新たなる伝統への流れ (1)

はじめに

2014年09月01日更新

 秋高創立140周年を迎え、この10年間をふり返るとき、消費社会や情報化社会の進展や経済のグローバル化とそれに伴う産業構造の変化の中で、教育や学校を取り巻く環境もまた激しい変化の荒波にさらされ続けてきた。21世紀に入り、これまでの教育のあり方を規定してきた教育基本法の全面改正など、戦後日本の教育制度やシステムの変革を伴う教育改革が次々と推進されている。しかし、本校の「文武両道」「自主自律」の伝統精神は、色あせるどころか現在においてなおいっそうの光輝を放ち、その意義を確固たるものにしているといえよう。

 1990年代以降の学力低下論争に端を発し、ゆとり教育からの転換が図られるなど日本の教育力が問い直される中で、「品性の陶冶」を第一とする本校の教育理念および教育目標は揺らぐものではなく、「学力の充実」にあっては、生徒一人ひとりが高い志を持ち、「入れる大学」から「入りたい大学」を目指して第一志望進学を実現する着実な成果として結実している。

進路指導の歩みでは、平成22年度入試で東大・東北大の合格者数(過卒生を含む)が本校の最多記録を更新(平成25年4月現在)、翌年の国公立大学医学科の現役合格者数は、全国公立高校でもトップクラスを誇る。「眠れる獅子」が目覚め、全国にその名をとどろかせることとなった。

 「学力の充実」とともに、「心身の錬磨」が本校の教育活動における不動の礎である。部活動や生徒会活動、学校行事を通して培う不屈の精神力と強靭な体力こそが、秋高を新たな歴史と伝統へと突き動かしていく原動力となり得る。

 運動部の記録では、前回の創立130周年にあたる平成15年には、硬式野球部が通算19度目となる夏の甲子園大会出場の悲願達成を、ラグビー部も見事6度目の花園大会出場を決めた。山岳部はインターハイで男子縦走準優勝の快挙を成し遂げた。それ以降も卓球部、テニス部、ボート部、柔道部、剣道部、弓道部、陸上競技部、バドミントン部、水泳部等で全県総体優勝ならびにインターハイ出場や全国大会出場を果たしている。このうち平成19年の「秋田わか杉国体」では本校の選手がゴルフや馬術、フェンシング等を含む8競技に13名が出場し、天皇杯・皇后杯獲得に貢献した。また、平成23年の「北東北インターハイ」では選手はもちろん多数の生徒が大会ボランティア補助員として大会成功の一翼を担った。

──────────

作業課題 A —
秋高の歩みを記した文章のうち、「秋高創立140周年を迎え、こ」で始まり「かしていく原動力となり得る。」に至るまでの箇所を、一字一句変えずに返すこと。
作業課題 B —
秋高の歩みを記した文章を、最後の文の直後から書き進めること。
ここから先のエントリは、秋高の歩みを記した文章とは別個の資料である。

(セグメンテーションマスクデータ)
──────────

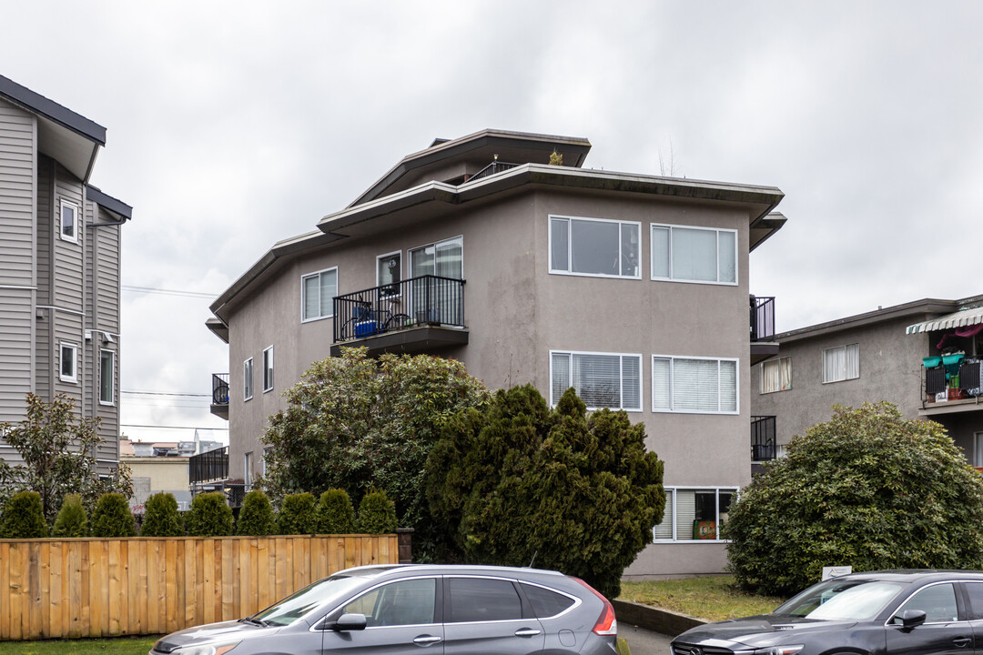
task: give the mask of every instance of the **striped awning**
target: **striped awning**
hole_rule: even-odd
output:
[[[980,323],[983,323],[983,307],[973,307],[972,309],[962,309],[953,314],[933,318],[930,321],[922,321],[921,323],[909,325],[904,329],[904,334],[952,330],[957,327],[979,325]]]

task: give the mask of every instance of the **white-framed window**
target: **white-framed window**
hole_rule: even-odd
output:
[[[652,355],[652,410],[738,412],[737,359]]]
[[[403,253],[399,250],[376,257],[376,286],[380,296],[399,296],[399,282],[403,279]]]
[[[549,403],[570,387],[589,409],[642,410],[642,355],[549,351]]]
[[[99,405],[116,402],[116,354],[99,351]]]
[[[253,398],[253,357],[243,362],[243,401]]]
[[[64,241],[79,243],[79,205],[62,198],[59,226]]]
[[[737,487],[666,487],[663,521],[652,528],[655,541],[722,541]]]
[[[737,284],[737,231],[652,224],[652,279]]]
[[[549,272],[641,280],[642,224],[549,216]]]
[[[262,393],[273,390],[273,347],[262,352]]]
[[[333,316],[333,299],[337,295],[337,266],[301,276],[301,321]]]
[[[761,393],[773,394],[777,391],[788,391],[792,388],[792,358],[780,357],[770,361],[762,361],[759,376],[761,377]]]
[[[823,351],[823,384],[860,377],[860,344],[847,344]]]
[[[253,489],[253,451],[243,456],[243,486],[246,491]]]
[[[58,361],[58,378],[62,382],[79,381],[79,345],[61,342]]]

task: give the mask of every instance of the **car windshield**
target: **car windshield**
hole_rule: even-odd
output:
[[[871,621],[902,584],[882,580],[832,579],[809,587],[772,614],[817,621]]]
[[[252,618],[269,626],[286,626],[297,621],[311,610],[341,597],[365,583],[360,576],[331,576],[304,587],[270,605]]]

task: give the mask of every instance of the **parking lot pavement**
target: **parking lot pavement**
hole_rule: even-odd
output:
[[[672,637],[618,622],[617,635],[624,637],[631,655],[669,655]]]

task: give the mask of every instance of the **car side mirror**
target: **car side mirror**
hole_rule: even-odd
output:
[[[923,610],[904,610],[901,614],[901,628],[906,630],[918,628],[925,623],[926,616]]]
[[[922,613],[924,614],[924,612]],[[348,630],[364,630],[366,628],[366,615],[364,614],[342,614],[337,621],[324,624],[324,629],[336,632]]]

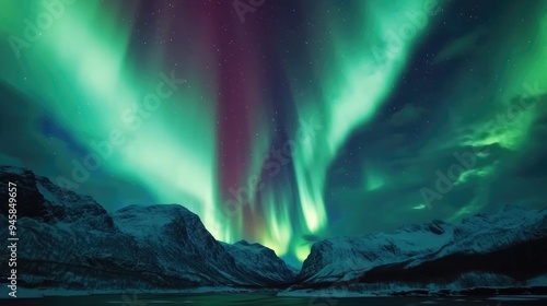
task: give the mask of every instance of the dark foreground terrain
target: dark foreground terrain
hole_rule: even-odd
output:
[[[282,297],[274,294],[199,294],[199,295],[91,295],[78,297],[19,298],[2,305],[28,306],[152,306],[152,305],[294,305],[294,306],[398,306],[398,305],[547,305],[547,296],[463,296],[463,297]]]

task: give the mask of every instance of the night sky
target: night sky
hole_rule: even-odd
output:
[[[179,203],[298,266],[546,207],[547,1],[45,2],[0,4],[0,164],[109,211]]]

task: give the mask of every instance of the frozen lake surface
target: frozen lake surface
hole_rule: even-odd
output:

──────────

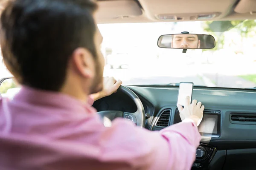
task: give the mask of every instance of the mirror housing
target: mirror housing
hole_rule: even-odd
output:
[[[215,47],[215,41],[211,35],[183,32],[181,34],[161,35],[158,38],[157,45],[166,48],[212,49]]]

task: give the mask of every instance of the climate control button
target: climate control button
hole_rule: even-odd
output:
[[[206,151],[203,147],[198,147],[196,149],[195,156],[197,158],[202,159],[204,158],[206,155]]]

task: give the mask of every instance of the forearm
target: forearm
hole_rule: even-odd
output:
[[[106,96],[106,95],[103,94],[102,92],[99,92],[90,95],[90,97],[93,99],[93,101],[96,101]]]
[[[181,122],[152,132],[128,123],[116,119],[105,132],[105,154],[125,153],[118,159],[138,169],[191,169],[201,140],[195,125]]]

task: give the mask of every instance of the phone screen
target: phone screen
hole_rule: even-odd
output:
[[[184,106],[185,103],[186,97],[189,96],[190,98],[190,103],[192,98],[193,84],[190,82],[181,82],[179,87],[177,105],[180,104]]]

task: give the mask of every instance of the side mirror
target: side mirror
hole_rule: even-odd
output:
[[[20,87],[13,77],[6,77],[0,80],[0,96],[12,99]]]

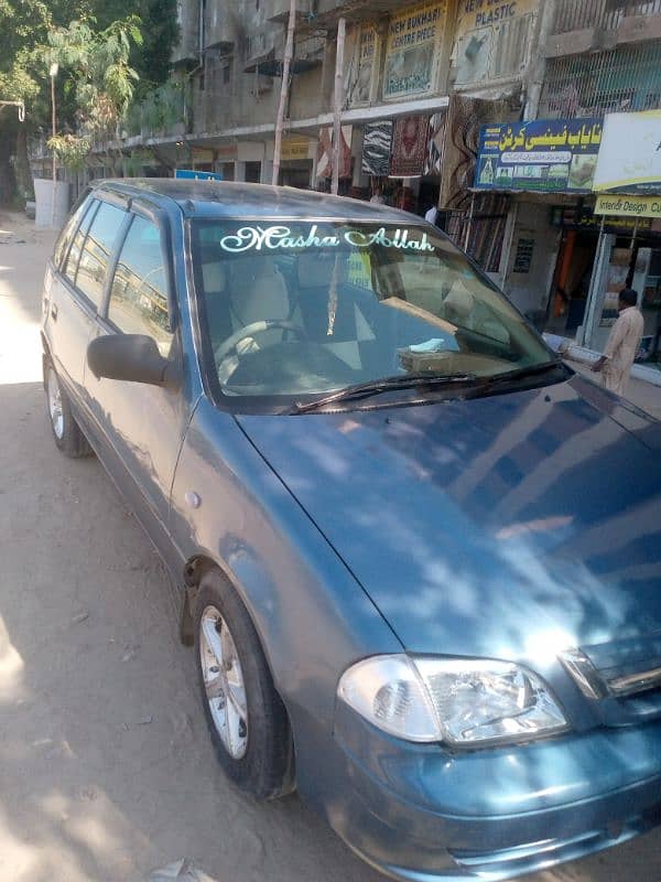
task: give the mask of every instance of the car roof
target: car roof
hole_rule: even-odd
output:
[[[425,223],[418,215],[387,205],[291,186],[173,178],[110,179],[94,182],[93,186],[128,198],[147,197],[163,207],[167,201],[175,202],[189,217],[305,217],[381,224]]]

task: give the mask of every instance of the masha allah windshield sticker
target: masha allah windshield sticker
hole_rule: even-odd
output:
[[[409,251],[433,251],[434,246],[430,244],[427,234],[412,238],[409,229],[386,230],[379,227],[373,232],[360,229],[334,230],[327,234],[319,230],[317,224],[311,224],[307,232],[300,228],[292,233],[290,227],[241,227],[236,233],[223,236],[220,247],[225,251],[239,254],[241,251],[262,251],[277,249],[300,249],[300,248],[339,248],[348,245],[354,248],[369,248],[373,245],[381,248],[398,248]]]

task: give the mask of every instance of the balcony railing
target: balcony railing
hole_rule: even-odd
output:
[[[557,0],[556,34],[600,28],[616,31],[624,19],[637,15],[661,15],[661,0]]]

──────────

回答 A —
秋高創立140周年を迎え、この10年間をふり返るとき、消費社会や情報化社会の進展や経済のグローバル化とそれに伴う産業構造の変化の中で、教育や学校を取り巻く環境もまた激しい変化の荒波にさらされ続けてきた。21世紀に入り、これまでの教育のあり方を規定してきた教育基本法の全面改正など、戦後日本の教育制度やシステムの変革を伴う教育改革が次々と推進されている。しかし、本校の「文武両道」「自主自律」の伝統精神は、色あせるどころか現在においてなおいっそうの光輝を放ち、その意義を確固たるものにしているといえよう。

 1990年代以降の学力低下論争に端を発し、ゆとり教育からの転換が図られるなど日本の教育力が問い直される中で、「品性の陶冶」を第一とする本校の教育理念および教育目標は揺らぐものではなく、「学力の充実」にあっては、生徒一人ひとりが高い志を持ち、「入れる大学」から「入りたい大学」を目指して第一志望進学を実現する着実な成果として結実している。

進路指導の歩みでは、平成22年度入試で東大・東北大の合格者数(過卒生を含む)が本校の最多記録を更新(平成25年4月現在)、翌年の国公立大学医学科の現役合格者数は、全国公立高校でもトップクラスを誇る。「眠れる獅子」が目覚め、全国にその名をとどろかせることとなった。

 「学力の充実」とともに、「心身の錬磨」が本校の教育活動における不動の礎である。部活動や生徒会活動、学校行事を通して培う不屈の精神力と強靭な体力こそが、秋高を新たな歴史と伝統へと突き動かしていく原動力となり得る。

回答 B —
 文化部もまた、日ごろの演奏活動や創作活動が活発に行われ、各種コンクールやコンテストに積極的に参加するとともに、その成果を秋高祭などで広く県内外に発表している。文化部の記録をみると、全国高校総合文化祭への参加により、文芸部、美術部、写真部、囲碁部、将棋部、放送委員会、新聞委員会等においてその活躍ぶりが認められる。さらに、将棋部の全県将棋大会団体優勝10連覇の偉業達成(平成25年)、文芸部の短歌甲子園(全国高校生短歌大会)団体準優勝や個人の部最優秀賞の受賞(平成20・22年)は特筆すべきこととして挙げられよう。

 また、「着装の自由化」に象徴される「自由」や「自主自律」の精神や校風は、本校のアイデンティティーの基軸として脈々と継承されている。この変わらぬ秋高魂が存分に発揮されるのが生徒会活動・学校行事である。三大行事(運動会・秋高祭・学級対抗)は教職員との連携を図りながら、すべて生徒の手による自主的な企画・運営によって実施されている。本校の「自由」と「自主自律」の精神は、その理念を歴史的事実の遺産として慈雨のごとく一方的に享受すべきものではない。ただいたずらにその恩恵に盲従するのみであれば、いかなる崇高な理念や伝統も因襲に堕するであろう。したがって、「自由とはなにか」「自由はどうあるべきなのか」を自らに問い続けていくことによってのみ、「自由」に息吹が吹き込まれ、秋高の魂として「いま」に鼓動を響かせ得るものではないか。

 さて、創立140周年にあたり、秋高のこれからはどうあるべきなのか。現在学校では、あらゆる教育活動をキャリア教育の推進の視点に立って見直しや再構築を図り、新たな歴史と伝統の継承発展に努めている。人生の展望に立って、人間としての在り方、社会人としての生き方を自ら主体的に選択、決定できる人間形成を目指す教育活動の推進は、まさに本校の教育目標「品性の陶冶」を具現化することに他ならない。「品性の陶冶」とは、思いやりの心を深め、知性と感性を磨き、人間を鍛えることであり、「学力の充実」(勉学)も「心身の錬磨」(部活動や生徒会活動)も、この「品性の陶冶」に帰結する。これからの時代や社会において人間性豊かでスケールの大きい人間、世のため人のために尽力できる人間を目指すことである。つまり、本校の校歌が示す普遍の真理二つ―「わが生わが世の天職いかに」「おのれを修めて世のためつくす」と歌い継がれてきた秋高精神をもう一度見つめ直し、継承していくことが必要であろう。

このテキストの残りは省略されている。